America turns 250 years old on July 4, 2026. There will be parades. There will be commemorative merchandise. We had a spreadsheet, and a question we could not put down: of all the public schools in the United States, which one is the most American?
Not the best school. Not the biggest. The most American. The one that would salute a passing bald eagle. This turns out to be a question federal data can almost answer, provided somebody is willing to make a series of editorial rulings that no federal agency would touch. We were willing.
The Merchandise Theory of America
Before the math, the aesthetic. The America250 store sells a shirt with Abraham Lincoln swinging a baseball bat, and we want to be clear about our position: this shirt is correct. Two American things occupying the same square inch is not a redundancy. It is the whole idea of the country, which has always worked by stacking things that did not previously go together and calling the stack an identity. The shirt is what we are looking for. We are hunting the Lincoln baseball shirt of public schools: the school where the flag, the founder, the street, the town, and the gym banner all pull in the same direction at once.

The platonic ideal, via the America250 store.

To do
A) In the article about finding the most American public school, list everything that the last sentence of the third paragraph says should all pull in the same direction at once.
B) Copy out everything in the article from "America turns 250" down to "We were willing.".
The material has no connection to the article.

[Outline annotation records]
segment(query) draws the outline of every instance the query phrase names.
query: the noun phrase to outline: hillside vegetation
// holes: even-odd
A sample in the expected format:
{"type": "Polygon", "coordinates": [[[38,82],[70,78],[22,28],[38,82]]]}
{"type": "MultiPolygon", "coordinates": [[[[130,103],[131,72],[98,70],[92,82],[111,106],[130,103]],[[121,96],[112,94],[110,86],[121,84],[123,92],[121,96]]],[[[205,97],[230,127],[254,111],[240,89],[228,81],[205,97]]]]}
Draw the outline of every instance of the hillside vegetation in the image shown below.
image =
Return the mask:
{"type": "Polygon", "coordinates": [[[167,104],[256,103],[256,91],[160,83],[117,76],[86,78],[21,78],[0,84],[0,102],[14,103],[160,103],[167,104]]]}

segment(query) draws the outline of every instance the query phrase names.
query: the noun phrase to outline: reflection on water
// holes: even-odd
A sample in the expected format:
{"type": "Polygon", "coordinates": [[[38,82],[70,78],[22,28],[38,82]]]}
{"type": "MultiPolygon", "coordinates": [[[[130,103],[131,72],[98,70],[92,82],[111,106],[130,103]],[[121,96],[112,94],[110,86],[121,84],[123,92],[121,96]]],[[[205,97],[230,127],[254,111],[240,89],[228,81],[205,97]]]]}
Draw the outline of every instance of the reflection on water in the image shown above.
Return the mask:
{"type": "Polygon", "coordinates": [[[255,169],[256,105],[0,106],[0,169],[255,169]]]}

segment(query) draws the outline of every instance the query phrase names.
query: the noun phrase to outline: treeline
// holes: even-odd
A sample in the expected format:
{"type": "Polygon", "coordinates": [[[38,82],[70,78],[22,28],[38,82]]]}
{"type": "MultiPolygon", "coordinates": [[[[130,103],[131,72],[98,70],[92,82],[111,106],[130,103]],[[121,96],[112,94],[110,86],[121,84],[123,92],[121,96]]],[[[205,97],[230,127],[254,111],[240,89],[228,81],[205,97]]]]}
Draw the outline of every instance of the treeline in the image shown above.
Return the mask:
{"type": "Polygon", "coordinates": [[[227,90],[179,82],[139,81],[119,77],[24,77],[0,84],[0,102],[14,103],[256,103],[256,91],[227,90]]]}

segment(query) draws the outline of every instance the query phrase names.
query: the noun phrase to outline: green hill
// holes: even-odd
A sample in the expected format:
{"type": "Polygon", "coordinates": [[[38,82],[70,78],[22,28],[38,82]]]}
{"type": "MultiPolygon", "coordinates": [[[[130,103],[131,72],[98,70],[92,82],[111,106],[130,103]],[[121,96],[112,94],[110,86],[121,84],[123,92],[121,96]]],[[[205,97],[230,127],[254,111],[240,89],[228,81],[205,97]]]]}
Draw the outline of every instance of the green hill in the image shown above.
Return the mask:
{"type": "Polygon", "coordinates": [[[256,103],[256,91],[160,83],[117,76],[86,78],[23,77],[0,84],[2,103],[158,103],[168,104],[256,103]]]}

Answers below
A) the flag, the founder, the street, the town, the gym banner

B)
America turns 250 years old on July 4, 2026. There will be parades. There will be commemorative merchandise. We had a spreadsheet, and a question we could not put down: of all the public schools in the United States, which one is the most American?
Not the best school. Not the biggest. The most American. The one that would salute a passing bald eagle. This turns out to be a question federal data can almost answer, provided somebody is willing to make a series of editorial rulings that no federal agency would touch. We were willing.